WHAT TO PRODUCE:
Pull out every line of the listing below that contains the word "slice", and copy each one in full.

_ _ _ _

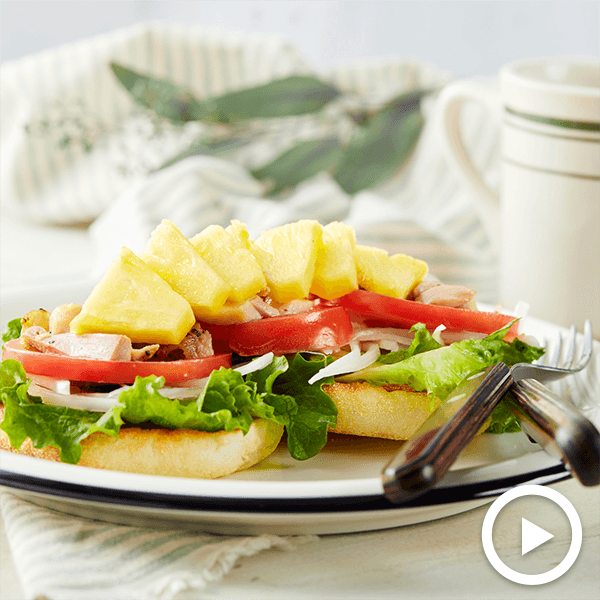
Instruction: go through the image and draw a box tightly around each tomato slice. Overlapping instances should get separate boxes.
[203,306,353,356]
[335,290,519,338]
[2,340,231,384]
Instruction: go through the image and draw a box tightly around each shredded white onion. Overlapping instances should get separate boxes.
[29,352,274,412]
[29,382,123,412]
[234,352,274,375]
[431,324,446,346]
[352,327,414,346]
[308,343,380,385]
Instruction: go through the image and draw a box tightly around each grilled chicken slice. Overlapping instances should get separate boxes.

_ _ _ _

RESULT:
Instruction: go through the image and draw a box tightly around each tomato slice. Overlapping instances should get separate boxes.
Instruction: go through the image and draw a box tightly around each grilled chicken slice. Overlapping instances should get separate boxes.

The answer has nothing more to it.